TEXT SECTION section start

The chieftains also revealed that over 100 tunnels crisscrossed beneath the surface of the gold-rich mountains.
“In their usual press releases to the local and even to the national media, the illegal mining operators often blamed large scale mining companies for destruction of the environment. It really happened to us in Bayog. They accused TVIRD of IP rights violations, when in truth and in fact, the company is not yet even operating until now,” Edal commented.
“One can also understand that many tribe members were the ones who were easily lured and misled by these unscrupulous businessmen because many of us are less educated and are the ones wallowing in extreme poverty,” he said, adding that Balabag is one of the sitios (sub villages) of the town’s Barangay Depore and is part of their CADC application.

TEXT SECTION section end
RECORDED INFORMATION section start

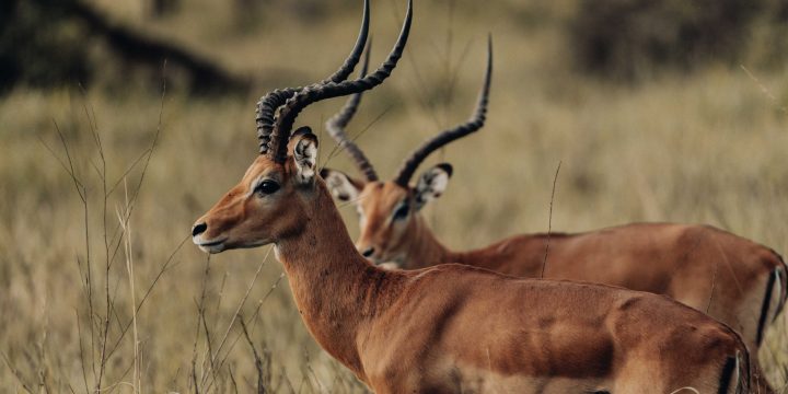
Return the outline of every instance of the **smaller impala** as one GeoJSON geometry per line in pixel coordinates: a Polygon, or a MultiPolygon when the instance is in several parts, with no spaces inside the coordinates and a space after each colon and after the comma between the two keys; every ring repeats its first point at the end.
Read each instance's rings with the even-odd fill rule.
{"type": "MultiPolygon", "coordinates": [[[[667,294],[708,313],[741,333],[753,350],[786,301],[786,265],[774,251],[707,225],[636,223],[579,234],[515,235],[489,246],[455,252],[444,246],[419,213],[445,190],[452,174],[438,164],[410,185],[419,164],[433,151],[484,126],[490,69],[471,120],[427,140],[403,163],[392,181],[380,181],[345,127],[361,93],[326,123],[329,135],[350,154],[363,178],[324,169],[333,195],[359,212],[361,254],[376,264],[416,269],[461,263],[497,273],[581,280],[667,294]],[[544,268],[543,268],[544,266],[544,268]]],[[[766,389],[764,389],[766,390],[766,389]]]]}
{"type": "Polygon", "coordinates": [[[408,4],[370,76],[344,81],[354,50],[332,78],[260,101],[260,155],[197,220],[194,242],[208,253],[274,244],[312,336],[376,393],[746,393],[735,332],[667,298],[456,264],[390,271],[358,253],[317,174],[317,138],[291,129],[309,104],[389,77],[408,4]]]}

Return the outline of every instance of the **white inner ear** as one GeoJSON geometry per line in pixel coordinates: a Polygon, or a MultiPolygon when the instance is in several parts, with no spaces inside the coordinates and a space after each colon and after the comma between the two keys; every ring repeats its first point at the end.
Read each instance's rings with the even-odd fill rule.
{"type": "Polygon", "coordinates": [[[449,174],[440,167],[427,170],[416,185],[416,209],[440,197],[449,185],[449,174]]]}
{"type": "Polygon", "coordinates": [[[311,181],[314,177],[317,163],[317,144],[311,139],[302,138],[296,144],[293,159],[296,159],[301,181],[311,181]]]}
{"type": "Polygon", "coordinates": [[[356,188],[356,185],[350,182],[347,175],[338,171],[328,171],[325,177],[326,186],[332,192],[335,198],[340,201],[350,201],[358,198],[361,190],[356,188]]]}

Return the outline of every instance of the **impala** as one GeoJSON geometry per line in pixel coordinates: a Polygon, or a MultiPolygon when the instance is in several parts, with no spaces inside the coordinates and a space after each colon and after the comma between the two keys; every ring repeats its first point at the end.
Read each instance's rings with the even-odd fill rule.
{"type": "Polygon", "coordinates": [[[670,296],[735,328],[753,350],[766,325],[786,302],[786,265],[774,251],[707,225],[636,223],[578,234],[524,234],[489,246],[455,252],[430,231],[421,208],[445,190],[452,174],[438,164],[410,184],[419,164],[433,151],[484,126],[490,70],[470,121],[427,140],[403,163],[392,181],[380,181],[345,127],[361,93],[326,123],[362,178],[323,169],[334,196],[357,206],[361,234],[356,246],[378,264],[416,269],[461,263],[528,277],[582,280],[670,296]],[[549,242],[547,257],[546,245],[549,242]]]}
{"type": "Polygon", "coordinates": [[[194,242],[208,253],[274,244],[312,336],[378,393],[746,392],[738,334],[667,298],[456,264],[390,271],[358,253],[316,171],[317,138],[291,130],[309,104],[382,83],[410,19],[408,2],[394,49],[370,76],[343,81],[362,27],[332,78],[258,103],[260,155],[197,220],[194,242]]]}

RECORDED INFORMATION section end
RECORDED INFORMATION section start

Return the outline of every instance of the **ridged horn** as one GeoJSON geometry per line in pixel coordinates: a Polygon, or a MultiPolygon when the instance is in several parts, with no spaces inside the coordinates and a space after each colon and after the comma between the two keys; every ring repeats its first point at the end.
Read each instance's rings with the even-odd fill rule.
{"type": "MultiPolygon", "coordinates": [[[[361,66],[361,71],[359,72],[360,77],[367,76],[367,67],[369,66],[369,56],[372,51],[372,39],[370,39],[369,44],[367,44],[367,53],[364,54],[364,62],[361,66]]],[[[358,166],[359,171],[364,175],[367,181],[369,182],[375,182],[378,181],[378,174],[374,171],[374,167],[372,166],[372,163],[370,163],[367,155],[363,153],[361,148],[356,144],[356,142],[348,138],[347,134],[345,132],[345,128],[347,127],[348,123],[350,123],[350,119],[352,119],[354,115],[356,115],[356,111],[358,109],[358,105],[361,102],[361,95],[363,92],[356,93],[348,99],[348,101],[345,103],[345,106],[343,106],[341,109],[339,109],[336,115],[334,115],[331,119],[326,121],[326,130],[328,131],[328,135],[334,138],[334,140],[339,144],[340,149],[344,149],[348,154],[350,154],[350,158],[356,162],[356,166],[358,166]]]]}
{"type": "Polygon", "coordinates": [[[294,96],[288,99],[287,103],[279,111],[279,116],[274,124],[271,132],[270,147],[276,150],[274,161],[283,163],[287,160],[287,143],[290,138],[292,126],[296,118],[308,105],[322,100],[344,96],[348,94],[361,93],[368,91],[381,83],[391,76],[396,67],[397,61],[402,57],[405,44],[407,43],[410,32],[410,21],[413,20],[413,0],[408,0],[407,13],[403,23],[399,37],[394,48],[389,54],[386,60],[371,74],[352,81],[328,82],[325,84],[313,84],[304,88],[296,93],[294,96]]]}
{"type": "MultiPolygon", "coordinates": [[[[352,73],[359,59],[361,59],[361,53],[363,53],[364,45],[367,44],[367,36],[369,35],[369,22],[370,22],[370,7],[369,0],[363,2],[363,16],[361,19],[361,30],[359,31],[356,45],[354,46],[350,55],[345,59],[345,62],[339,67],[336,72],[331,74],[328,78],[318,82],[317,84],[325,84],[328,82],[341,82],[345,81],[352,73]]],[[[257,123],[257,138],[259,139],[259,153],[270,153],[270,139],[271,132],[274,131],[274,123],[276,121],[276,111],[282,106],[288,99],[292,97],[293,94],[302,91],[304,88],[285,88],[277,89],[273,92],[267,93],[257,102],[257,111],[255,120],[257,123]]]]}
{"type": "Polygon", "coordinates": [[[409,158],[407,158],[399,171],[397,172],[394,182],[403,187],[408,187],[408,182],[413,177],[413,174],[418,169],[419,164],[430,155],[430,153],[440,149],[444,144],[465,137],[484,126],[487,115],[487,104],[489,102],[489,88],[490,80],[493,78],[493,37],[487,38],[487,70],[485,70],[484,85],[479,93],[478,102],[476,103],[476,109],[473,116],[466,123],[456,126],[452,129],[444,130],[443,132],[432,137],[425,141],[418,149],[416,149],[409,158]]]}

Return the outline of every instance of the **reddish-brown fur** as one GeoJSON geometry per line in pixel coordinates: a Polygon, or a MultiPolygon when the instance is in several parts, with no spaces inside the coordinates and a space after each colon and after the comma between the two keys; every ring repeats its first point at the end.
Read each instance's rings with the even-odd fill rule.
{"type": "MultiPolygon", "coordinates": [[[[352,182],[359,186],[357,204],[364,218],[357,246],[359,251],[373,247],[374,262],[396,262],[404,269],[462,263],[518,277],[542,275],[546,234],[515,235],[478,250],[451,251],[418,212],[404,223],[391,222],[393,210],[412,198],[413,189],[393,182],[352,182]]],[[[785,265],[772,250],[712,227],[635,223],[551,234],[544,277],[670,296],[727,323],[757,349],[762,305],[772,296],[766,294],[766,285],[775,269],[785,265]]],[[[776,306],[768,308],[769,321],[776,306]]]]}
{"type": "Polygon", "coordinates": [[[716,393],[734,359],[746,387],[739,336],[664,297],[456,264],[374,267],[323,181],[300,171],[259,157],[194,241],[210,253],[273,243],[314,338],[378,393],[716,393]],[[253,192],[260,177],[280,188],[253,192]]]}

RECORDED INFORMATION section end

§ WORK INSTRUCTION A:
List every place name that appears in the text on illegal mining.
§ WORK INSTRUCTION B:
Carry the text on illegal mining forward from its final sentence.
The stored items have no connection to the text on illegal mining.

§ OUTPUT A:
Bayog, Balabag, Barangay Depore

§ OUTPUT B:
Condemnation and anxiety
DENR secretary-designate Lopez’ recent announcement on the cancellation of 75 MPSAs in the country brought so much anxiety to the two tribal leaders and their followers. They are part of the different minority tribes in Mindanao who urge President Duterte to reconsider the latest move of Lopez against the mining sector.
“We trust that TVIRD will protect the environment. We are part of the common tao in Bayog who are looking forward to economic opportunities that await us once the company starts its mining operations,” said Edal, urging President Duterte not to allow Lopez to cancel TVIRD’s contract.
Manda added that TVIRD was instrumental in helping the government clean-up Balabag from the contamination of toxic wastes.
They shared that many of his tribesmen dream of someday having medical doctors, agriculturists, lawyers, engineers and career military officials among them – which can only be fulfilled if a mining company will invest in their mineral-rich land and provide educational support, according to them.
“We now have a teacher,” beamed Edal, adding that it’s the only profession that their tribe “can be proud of at present.”
He said he knows their tribe will be prioritized by the company’s scholarship program because even before its actual mining operation, it has been agreed as early as its exploration phase that TVIRD will provide a scholarship program for the tribe.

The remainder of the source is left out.